Spécialité pluridisciplinaire au carrefour entre la biologie, la médecine et la haute technologie, l'ingénierie tissulaire a pour objectif de remplacer les tissus humains par des substituts incluant des éléments vivants. En rhumatologie, les recherches explorent de nouvelles options thérapeutiques destinées à réparer des tissus osseux ou cartilagineux endommagés par des processus pathologiques ou traumatiques.
LE TERME d'ingénierie tissulaire définit un ensemble de techniques et de méthodes destinées à développer des substituts biologiques pouvant restaurer, maintenir ou améliorer les fonctions des tissus. Elle fait appel aux compétences acquises dans des domaines très variés : science des matériaux, biologie moléculaire et cellulaire, ingénierie chimique et mécanique, biochimie, robotique, bioinformatique, médecine et chirurgie, etc.
D'une façon générale, plusieurs types de cellules saines peuvent être utilisés en ingénierie : autologues (du même individu), homologues (d'un autre individu de même espèce) ou hétérologues (d'un individu d'une autre espèce). Il peut par ailleurs s'agir de cellules jeunes, adultes ou embryonnaires (indifférenciées).

*DONNÉES EXTRAITES*:

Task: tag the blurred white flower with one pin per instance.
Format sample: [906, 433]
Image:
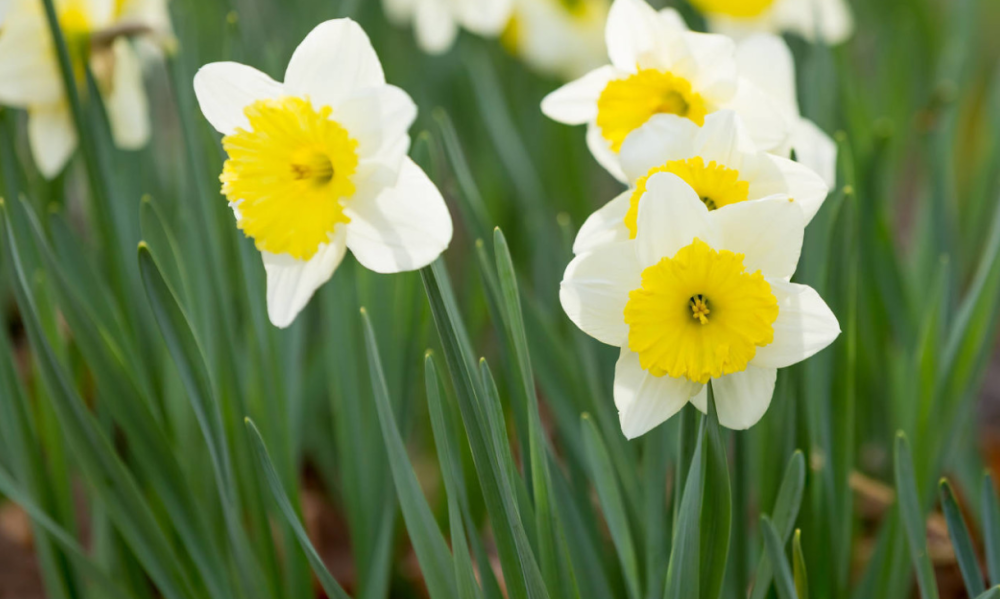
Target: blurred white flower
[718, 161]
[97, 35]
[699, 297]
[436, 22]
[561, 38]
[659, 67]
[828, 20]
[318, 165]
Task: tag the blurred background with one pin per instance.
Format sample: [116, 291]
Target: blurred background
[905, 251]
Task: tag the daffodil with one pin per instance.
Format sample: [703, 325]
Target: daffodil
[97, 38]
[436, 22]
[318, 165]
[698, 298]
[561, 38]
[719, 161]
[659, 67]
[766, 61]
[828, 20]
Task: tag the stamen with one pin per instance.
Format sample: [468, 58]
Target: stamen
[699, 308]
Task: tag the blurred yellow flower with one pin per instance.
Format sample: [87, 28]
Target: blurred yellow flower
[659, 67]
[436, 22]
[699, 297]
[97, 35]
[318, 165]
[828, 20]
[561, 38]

---

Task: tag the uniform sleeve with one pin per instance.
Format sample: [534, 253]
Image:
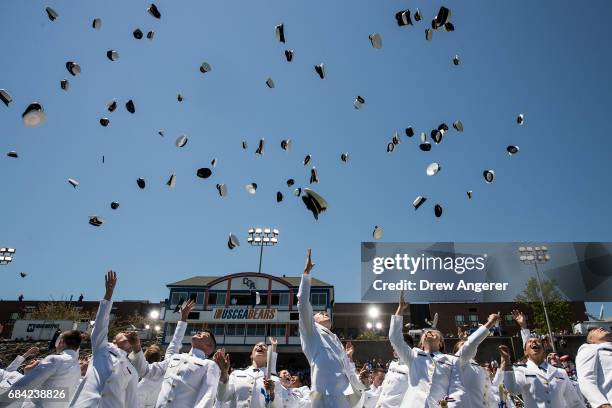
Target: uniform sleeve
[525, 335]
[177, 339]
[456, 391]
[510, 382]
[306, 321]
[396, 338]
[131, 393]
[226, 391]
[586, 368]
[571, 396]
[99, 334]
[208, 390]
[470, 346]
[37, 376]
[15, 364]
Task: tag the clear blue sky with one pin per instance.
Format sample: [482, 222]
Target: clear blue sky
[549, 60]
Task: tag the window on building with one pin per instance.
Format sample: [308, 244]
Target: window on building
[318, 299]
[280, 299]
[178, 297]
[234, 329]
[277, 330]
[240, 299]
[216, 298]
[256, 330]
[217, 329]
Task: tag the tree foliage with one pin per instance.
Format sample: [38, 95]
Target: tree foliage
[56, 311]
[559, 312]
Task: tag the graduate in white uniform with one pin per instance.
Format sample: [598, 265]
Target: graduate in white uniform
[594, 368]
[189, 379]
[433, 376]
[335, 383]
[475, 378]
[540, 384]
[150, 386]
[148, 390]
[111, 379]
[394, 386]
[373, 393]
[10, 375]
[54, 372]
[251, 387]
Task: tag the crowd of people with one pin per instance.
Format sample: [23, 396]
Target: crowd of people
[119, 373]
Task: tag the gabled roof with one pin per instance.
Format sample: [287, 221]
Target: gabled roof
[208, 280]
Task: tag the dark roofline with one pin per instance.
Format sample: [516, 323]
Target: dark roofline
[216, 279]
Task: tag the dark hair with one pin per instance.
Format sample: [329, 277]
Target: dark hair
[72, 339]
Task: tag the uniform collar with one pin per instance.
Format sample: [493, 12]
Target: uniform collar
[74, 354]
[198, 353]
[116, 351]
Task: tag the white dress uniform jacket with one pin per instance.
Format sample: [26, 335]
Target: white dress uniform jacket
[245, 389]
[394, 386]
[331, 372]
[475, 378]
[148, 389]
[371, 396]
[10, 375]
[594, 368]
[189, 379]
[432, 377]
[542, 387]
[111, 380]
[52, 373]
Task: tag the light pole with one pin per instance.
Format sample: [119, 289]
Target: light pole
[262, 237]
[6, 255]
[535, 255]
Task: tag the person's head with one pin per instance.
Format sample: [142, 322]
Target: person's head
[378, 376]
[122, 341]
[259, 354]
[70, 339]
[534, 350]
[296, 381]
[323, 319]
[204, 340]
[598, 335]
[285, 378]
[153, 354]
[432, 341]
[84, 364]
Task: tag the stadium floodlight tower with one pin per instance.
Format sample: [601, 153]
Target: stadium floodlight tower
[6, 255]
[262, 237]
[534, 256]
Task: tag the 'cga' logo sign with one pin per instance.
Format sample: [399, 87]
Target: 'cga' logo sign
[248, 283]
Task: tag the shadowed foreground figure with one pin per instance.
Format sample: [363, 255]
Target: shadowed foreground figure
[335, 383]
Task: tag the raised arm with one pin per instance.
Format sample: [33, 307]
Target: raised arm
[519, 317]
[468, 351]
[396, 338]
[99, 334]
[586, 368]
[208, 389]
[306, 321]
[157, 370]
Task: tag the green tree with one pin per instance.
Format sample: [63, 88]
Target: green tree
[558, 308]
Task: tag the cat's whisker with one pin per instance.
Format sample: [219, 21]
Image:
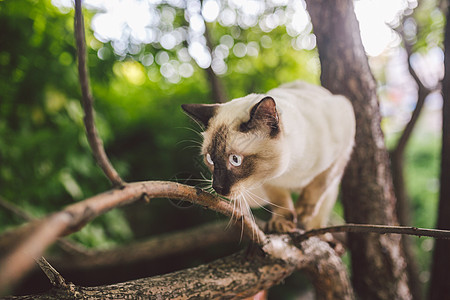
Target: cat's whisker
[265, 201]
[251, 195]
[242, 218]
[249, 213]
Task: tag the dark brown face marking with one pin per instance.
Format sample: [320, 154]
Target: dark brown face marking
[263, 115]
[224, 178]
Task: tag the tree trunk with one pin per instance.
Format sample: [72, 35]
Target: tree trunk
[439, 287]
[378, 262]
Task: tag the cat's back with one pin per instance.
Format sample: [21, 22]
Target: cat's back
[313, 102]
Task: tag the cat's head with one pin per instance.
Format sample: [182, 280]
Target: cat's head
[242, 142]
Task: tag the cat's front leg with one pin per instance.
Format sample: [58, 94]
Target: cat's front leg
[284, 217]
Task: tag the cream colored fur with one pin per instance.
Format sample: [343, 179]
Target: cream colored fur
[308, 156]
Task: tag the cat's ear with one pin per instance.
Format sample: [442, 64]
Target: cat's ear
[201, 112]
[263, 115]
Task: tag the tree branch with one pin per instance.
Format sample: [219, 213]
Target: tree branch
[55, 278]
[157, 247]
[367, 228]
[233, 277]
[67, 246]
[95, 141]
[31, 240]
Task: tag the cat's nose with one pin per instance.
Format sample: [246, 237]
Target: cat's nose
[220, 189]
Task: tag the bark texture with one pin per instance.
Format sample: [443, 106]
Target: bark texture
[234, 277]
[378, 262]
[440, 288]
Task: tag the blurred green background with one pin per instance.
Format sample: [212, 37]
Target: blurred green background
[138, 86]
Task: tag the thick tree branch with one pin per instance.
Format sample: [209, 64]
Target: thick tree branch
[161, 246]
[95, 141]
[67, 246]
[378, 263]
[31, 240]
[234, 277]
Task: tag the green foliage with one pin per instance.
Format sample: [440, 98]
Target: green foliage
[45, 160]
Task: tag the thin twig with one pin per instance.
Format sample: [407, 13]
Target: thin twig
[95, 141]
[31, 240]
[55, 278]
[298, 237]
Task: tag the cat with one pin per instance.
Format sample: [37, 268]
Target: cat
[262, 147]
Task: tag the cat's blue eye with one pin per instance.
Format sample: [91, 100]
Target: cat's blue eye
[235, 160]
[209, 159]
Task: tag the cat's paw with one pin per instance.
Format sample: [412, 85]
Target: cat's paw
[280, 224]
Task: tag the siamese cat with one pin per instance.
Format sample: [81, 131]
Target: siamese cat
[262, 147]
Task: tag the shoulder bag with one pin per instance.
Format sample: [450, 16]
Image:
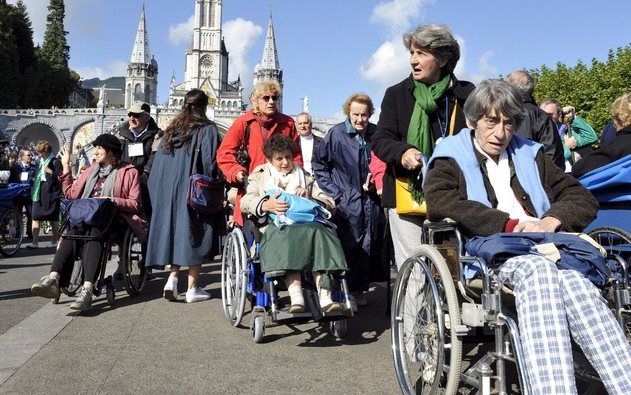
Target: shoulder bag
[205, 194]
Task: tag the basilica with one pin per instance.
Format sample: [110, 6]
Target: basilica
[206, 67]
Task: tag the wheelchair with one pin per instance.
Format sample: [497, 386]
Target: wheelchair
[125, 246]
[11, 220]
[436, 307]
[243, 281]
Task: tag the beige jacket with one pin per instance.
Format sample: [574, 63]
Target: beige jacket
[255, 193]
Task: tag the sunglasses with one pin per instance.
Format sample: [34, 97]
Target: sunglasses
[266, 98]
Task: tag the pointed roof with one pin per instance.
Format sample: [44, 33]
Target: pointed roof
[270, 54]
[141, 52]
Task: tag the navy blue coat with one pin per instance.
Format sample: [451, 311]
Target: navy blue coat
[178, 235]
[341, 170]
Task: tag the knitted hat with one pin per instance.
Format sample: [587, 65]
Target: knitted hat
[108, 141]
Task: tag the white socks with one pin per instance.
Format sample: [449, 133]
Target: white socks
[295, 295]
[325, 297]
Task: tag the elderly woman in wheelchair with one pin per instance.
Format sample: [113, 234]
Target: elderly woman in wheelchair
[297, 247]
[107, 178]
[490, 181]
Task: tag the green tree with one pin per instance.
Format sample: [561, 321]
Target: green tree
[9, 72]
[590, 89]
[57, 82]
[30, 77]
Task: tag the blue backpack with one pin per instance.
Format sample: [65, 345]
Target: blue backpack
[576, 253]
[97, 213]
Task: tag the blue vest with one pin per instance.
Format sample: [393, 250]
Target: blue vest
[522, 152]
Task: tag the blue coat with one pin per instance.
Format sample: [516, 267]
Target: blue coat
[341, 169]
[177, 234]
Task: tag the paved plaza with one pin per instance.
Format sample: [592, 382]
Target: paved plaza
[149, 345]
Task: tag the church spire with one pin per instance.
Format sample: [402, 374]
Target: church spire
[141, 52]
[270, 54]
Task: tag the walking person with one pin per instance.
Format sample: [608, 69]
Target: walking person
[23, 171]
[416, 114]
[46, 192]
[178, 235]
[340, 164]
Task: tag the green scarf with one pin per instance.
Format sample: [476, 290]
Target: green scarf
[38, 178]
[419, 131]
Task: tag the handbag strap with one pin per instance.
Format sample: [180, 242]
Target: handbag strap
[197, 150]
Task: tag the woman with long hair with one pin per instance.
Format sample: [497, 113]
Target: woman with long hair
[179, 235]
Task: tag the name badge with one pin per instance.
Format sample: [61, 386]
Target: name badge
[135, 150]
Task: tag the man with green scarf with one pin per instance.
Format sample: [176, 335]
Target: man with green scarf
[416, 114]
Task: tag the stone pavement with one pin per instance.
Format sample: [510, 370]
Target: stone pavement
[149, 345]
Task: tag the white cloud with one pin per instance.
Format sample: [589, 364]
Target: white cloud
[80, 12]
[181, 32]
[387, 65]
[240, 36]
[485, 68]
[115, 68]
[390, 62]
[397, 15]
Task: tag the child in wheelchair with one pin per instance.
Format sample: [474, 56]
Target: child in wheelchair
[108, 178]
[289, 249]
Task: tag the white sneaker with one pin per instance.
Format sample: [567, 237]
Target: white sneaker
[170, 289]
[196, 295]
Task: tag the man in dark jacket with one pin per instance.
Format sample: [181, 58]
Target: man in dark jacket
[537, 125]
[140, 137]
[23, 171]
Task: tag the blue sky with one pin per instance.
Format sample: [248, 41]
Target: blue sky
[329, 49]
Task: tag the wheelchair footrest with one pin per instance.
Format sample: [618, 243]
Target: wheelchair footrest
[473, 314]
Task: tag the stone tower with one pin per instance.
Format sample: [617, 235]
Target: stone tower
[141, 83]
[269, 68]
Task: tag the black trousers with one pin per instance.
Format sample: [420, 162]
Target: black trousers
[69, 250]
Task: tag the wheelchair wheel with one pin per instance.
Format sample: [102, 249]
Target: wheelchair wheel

*CONSIGNES DE TRAVAIL*:
1. Selon le texte sur l'ingénierie tissulaire, comment appelle-t-on les cellules qui proviennent d'un individu d'une autre espèce ?
2. Recopiez le passage du texte sur l'ingénierie tissulaire qui va de « Spécialité pluridisciplinaire au » à « et chirurgie, etc. ».
Les lignes ne sont pas nécessaires ici.

*RÉPONSES PAR CONSIGNE*:
1. Des cellules hétérologues.

2.
Spécialité pluridisciplinaire au carrefour entre la biologie, la médecine et la haute technologie, l'ingénierie tissulaire a pour objectif de remplacer les tissus humains par des substituts incluant des éléments vivants. En rhumatologie, les recherches explorent de nouvelles options thérapeutiques destinées à réparer des tissus osseux ou cartilagineux endommagés par des processus pathologiques ou traumatiques.
LE TERME d'ingénierie tissulaire définit un ensemble de techniques et de méthodes destinées à développer des substituts biologiques pouvant restaurer, maintenir ou améliorer les fonctions des tissus. Elle fait appel aux compétences acquises dans des domaines très variés : science des matériaux, biologie moléculaire et cellulaire, ingénierie chimique et mécanique, biochimie, robotique, bioinformatique, médecine et chirurgie, etc.